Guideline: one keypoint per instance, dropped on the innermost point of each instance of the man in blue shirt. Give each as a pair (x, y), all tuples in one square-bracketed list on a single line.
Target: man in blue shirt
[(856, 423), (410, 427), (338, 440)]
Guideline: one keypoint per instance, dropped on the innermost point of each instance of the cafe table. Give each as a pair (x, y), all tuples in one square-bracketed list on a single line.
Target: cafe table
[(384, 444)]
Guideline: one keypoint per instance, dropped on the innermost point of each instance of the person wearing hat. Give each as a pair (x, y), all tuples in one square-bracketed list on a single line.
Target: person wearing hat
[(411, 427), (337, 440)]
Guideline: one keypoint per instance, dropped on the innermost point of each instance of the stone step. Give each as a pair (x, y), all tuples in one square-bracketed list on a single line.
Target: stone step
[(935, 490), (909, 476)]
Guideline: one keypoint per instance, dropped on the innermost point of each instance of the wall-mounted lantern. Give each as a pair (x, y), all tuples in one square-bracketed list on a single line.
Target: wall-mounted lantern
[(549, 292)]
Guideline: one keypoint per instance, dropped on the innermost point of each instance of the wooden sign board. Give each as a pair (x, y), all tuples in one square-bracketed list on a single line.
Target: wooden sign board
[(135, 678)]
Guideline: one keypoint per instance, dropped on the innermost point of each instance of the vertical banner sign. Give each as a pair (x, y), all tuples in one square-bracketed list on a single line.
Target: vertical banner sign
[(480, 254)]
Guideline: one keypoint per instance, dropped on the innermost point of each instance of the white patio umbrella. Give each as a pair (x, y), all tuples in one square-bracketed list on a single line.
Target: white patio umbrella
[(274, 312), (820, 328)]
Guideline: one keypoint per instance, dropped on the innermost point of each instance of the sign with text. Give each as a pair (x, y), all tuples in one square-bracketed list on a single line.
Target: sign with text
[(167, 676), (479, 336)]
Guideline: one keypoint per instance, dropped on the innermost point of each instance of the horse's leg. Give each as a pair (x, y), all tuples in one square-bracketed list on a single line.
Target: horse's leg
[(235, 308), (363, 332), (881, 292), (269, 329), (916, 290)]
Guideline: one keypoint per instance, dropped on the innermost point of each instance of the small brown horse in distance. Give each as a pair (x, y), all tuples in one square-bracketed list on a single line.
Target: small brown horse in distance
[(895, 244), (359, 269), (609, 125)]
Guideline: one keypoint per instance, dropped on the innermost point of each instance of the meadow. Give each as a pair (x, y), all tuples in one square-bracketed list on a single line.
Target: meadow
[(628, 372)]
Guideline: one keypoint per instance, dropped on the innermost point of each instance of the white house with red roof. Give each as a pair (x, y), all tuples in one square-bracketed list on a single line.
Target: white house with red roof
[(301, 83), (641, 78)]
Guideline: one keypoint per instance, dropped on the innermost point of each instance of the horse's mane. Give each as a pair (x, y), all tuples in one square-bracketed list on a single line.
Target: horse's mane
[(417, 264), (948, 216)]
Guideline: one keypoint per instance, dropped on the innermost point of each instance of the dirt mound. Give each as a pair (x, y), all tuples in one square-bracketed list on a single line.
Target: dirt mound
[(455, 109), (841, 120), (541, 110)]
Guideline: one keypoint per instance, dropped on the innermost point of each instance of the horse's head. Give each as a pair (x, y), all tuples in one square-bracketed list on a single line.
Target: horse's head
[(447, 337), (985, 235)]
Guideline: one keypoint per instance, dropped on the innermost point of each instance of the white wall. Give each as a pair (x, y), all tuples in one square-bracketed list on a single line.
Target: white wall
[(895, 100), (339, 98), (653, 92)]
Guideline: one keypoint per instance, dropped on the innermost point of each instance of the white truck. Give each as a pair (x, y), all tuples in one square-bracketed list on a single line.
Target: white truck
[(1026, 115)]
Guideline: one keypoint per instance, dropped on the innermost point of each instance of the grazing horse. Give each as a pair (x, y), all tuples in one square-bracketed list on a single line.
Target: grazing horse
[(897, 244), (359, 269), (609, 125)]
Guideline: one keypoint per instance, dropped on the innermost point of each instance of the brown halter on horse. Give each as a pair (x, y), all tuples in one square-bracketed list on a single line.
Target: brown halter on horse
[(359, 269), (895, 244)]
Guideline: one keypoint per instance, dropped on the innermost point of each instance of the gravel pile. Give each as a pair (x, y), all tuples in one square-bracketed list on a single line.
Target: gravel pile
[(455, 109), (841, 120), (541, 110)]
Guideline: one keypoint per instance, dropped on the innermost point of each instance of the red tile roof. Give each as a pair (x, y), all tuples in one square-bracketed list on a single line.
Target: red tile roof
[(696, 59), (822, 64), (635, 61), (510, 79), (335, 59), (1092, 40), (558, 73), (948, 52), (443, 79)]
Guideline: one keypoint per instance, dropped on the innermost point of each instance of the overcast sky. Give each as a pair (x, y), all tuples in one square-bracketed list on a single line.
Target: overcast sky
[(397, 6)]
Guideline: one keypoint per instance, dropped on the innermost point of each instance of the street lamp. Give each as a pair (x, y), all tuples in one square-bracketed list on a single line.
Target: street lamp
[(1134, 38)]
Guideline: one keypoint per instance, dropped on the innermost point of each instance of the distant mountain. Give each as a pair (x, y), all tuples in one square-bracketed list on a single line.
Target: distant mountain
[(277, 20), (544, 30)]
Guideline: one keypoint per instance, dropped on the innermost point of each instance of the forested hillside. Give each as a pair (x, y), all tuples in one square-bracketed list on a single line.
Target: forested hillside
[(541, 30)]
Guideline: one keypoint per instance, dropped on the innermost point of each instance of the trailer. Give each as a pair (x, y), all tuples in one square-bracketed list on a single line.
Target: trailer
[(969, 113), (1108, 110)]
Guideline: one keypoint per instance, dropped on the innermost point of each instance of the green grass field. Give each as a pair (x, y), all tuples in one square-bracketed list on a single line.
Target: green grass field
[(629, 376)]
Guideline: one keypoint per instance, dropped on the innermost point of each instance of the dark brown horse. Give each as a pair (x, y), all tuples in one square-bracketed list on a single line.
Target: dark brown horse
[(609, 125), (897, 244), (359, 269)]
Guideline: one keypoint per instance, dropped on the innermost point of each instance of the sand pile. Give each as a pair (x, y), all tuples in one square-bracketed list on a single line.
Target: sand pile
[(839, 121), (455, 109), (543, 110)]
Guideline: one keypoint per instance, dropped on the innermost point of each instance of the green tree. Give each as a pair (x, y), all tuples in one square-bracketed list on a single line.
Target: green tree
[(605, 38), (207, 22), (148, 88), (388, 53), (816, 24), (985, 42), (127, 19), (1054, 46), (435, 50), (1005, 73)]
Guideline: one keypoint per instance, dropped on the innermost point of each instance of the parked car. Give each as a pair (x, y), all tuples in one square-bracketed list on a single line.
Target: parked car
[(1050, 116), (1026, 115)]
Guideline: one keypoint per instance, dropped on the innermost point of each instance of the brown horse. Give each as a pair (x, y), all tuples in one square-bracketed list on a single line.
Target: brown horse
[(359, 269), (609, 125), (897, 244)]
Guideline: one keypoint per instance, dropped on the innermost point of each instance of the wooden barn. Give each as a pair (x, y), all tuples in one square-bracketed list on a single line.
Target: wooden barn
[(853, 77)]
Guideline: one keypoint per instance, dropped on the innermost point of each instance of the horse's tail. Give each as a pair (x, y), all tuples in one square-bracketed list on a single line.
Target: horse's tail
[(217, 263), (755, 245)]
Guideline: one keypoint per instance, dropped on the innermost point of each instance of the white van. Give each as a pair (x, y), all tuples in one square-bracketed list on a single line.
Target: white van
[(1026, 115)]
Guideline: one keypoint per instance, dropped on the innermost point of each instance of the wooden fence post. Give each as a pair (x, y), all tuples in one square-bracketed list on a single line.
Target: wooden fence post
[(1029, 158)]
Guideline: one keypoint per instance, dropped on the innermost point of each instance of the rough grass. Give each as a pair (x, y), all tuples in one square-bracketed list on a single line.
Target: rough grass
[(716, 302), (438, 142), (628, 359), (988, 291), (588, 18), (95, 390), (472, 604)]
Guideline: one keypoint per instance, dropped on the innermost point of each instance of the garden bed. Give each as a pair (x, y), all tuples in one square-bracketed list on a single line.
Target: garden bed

### PROBLEM STATEMENT
Please make an exact copy of the lines above from the line with "of the grazing" through the line with "the brown halter", both ends included.

### SOLUTION TO THIS PROBLEM
Guideline: one keypoint per instance, dropped on the innermost point of each instance of the grazing horse. Give each as a pair (x, y), all tuples in one square-bracketed list on a single line.
Target: grazing horse
[(897, 244), (359, 269), (609, 125)]
Guideline: one keypoint per instance, dropped on the innermost point of each instance of the brown halter on horse. Give each as a pair (x, y), all tuples in one square-bracketed list on a single line.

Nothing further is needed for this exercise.